What is expected
Only one stretch of the records below is wanted: the lines from the one holding "for every instance of the curly" through the one holding "for every instance of the woman with". Return it exactly, both ends included.

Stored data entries
---------------

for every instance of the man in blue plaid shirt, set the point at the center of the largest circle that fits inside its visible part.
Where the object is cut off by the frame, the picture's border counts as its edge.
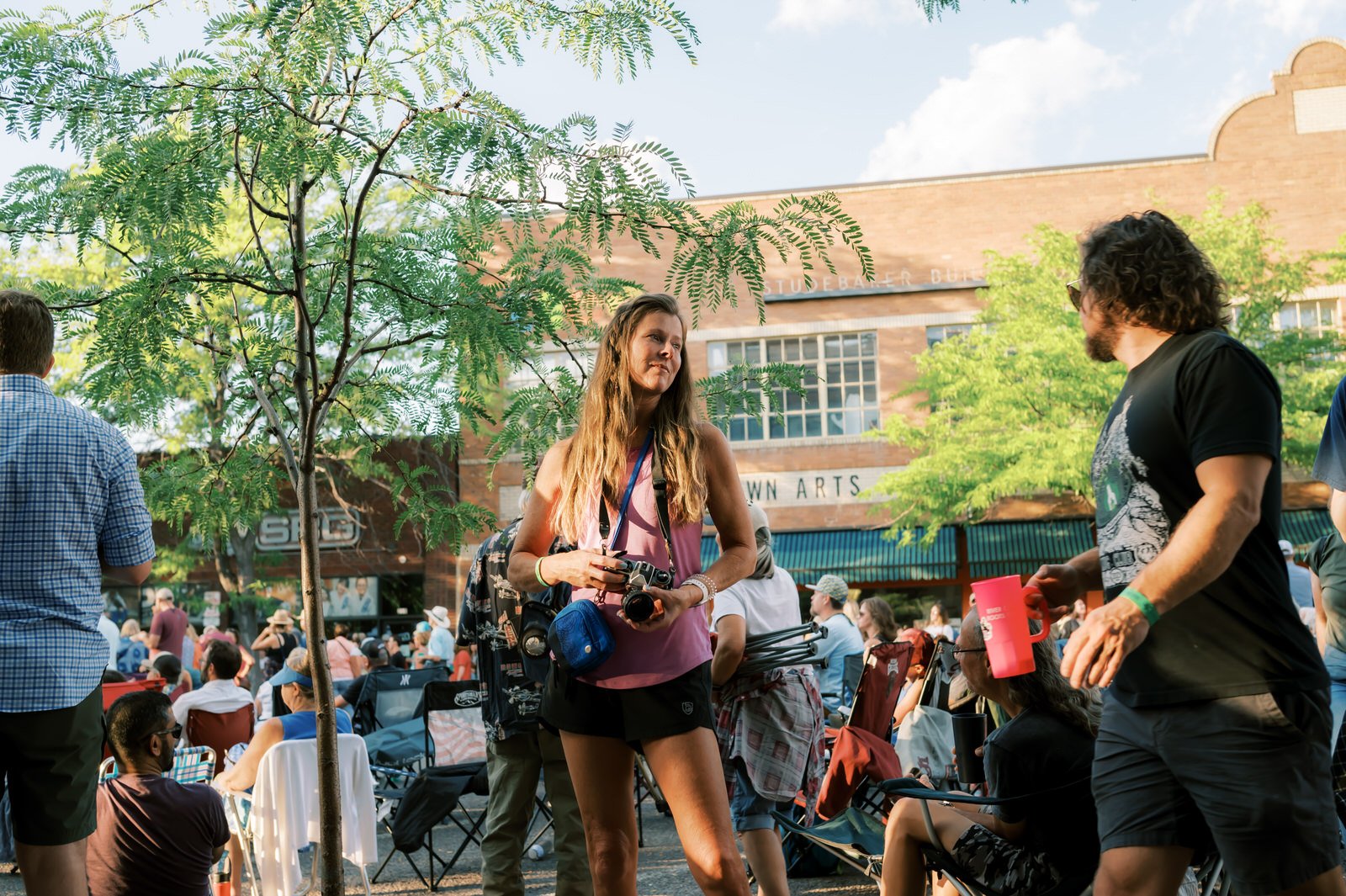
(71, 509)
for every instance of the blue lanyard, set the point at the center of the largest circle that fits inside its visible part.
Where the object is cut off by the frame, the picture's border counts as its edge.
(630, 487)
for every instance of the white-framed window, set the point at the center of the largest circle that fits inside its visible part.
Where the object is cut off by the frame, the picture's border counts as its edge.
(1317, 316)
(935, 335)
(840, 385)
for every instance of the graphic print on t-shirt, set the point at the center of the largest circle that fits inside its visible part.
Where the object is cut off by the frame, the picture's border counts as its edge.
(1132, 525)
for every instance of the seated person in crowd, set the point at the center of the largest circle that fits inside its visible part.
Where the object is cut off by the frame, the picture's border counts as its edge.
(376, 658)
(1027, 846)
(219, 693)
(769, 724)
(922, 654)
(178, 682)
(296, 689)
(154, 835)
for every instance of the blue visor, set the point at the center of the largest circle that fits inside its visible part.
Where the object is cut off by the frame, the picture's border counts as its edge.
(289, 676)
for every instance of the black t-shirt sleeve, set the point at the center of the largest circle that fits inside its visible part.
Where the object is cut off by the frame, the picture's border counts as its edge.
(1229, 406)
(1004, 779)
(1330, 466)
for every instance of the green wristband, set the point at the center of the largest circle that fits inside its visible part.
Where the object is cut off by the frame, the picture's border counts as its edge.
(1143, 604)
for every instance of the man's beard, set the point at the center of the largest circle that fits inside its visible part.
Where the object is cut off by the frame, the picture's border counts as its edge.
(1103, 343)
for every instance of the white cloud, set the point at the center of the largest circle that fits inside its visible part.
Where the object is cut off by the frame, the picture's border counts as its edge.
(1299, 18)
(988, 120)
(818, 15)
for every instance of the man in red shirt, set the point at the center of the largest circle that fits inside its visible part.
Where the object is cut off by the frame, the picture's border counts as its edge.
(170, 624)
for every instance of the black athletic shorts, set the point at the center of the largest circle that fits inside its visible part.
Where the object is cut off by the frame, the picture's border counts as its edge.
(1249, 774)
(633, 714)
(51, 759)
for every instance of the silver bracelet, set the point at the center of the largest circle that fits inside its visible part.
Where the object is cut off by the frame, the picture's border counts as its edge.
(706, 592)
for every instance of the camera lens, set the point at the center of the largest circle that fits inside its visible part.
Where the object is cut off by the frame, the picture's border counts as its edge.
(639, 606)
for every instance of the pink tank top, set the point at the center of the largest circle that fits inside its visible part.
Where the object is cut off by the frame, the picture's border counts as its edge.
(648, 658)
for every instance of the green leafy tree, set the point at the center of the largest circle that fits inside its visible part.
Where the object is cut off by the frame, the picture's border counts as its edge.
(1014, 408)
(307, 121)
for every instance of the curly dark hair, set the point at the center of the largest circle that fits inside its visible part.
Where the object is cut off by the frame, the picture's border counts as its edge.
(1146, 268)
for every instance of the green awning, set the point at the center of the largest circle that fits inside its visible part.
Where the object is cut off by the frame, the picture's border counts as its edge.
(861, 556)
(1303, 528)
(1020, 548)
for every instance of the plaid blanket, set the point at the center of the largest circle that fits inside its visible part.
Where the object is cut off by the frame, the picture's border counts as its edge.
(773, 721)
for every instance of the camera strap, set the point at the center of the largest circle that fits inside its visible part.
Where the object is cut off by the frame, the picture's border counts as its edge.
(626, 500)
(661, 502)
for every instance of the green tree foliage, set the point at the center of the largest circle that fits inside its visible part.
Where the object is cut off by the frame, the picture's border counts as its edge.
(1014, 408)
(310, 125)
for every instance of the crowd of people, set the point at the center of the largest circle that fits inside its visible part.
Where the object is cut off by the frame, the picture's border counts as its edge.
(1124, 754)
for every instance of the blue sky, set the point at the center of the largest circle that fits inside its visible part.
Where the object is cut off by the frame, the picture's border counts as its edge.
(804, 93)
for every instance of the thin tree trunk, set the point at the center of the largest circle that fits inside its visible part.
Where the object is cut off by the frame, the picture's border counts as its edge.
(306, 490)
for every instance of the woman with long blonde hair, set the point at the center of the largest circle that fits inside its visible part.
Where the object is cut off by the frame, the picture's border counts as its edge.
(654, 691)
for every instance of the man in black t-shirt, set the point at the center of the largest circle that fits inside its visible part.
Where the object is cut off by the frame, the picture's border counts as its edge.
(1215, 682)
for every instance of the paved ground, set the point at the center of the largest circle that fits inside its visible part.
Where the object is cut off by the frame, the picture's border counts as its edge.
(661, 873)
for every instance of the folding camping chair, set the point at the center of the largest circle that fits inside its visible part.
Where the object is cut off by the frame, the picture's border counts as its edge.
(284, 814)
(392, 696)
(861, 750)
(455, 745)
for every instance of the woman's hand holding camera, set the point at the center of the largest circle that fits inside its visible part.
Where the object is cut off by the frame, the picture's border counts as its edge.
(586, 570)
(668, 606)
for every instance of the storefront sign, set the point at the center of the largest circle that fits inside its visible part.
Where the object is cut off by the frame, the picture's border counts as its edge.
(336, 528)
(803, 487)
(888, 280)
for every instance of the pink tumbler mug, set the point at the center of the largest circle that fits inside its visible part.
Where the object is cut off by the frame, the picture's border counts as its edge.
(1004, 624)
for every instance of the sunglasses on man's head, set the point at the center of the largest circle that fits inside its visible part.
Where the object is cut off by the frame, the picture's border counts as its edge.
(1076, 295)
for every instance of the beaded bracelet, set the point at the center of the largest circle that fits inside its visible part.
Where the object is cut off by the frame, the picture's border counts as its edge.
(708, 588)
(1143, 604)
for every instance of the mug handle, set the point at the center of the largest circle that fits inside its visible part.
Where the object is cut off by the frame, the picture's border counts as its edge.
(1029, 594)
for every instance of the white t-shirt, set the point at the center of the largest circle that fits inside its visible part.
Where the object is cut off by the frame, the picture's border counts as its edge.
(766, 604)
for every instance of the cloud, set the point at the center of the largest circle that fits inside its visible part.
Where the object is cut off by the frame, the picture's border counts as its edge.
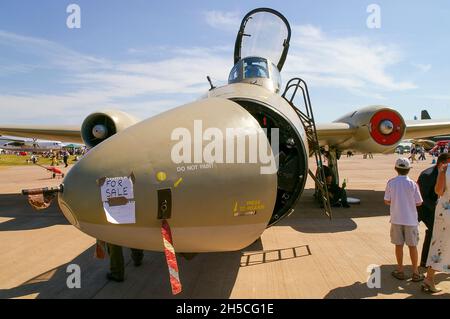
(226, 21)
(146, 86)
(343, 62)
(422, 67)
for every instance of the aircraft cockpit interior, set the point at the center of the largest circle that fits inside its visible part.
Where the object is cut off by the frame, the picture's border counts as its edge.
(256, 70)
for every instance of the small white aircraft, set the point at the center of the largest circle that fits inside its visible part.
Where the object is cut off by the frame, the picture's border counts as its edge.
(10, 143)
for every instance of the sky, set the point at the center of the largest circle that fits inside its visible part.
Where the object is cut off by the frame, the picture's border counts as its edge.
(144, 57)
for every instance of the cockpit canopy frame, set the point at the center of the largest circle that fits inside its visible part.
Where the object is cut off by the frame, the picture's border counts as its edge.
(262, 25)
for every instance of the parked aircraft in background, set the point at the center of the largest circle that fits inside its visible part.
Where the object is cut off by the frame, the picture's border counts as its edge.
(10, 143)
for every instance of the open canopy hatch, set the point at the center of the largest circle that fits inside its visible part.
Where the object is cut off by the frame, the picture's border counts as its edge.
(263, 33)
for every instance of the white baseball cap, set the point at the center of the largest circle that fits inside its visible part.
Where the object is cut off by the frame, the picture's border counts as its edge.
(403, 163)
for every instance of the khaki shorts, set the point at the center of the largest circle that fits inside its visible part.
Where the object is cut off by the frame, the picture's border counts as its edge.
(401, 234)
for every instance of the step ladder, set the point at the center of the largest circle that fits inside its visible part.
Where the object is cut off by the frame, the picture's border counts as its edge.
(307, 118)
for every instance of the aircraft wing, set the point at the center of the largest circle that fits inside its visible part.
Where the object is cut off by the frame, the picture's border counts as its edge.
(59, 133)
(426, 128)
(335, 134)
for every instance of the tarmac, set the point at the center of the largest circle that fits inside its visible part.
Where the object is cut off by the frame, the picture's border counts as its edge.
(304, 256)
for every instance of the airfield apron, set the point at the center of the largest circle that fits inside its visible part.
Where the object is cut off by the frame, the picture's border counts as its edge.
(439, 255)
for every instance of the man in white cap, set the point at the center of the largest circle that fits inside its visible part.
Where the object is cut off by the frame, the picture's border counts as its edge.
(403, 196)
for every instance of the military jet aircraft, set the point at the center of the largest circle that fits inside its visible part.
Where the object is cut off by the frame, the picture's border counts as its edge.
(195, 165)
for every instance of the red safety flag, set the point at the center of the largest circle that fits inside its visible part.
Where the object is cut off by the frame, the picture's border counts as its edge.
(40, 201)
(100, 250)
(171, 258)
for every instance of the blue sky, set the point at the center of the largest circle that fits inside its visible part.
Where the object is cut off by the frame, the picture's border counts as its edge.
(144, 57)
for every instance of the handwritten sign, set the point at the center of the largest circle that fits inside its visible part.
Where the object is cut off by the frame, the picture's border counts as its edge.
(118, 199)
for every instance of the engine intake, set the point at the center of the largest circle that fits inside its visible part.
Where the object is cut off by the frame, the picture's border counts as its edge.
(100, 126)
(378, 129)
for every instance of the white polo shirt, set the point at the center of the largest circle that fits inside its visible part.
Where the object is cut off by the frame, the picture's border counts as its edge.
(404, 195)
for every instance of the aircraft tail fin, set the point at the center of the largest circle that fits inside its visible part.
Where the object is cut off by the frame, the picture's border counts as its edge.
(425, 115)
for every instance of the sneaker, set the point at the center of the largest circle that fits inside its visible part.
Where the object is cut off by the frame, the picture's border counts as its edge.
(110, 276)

---------------

Written solution
for every instance of the curly dark hair, set the point at the center of the largest circle that fits inside its visible part.
Where the object is cut off by the frame, the picture's border counts as its edge.
(1146, 268)
for every instance of the green awning, set the point at the center of the largest circle that fits inside its visible part.
Where the object is cut off by the frame, the picture's border counts as its edge.
(861, 556)
(1303, 528)
(1020, 548)
for every instance of the plaid blanket, set the point at the center of the largest circle that fits inside its visible part.
Where the object is cut off by the frame, the picture's border counts as its edge.
(773, 721)
for every instance of the camera strap, set the point at the center of the largest circle that fits inside its visible part.
Where the object is cut off by the frame, the picture's border counts as its edge.
(626, 500)
(661, 502)
for every instance of the green tree foliage, set the point at the center of the largest circle that fits inside its visible part.
Where the object is cut off by the frame, the picture's border counts as its edge.
(1014, 408)
(310, 125)
for every instance of the crowd of people, set the point at the center of the largest circle that fits inside its visible part.
Where the object is cut off by the frame, the picture's border counts as its edge.
(1124, 754)
for every instance of the blue sky, set the point at the center of the largest circle that fits inside its visible part.
Where the object is cut off by the frame, the picture's border counts as its edge.
(804, 93)
for every instance of the thin tree trunk, set the point at the center of the largest circle that fits inside its visible part.
Where the object is cut off by the frame, the picture's border counts as its edge.
(306, 490)
for every instance of the woman with long blonde hair, set the point at the center of the largest circle that fits inside its visible part.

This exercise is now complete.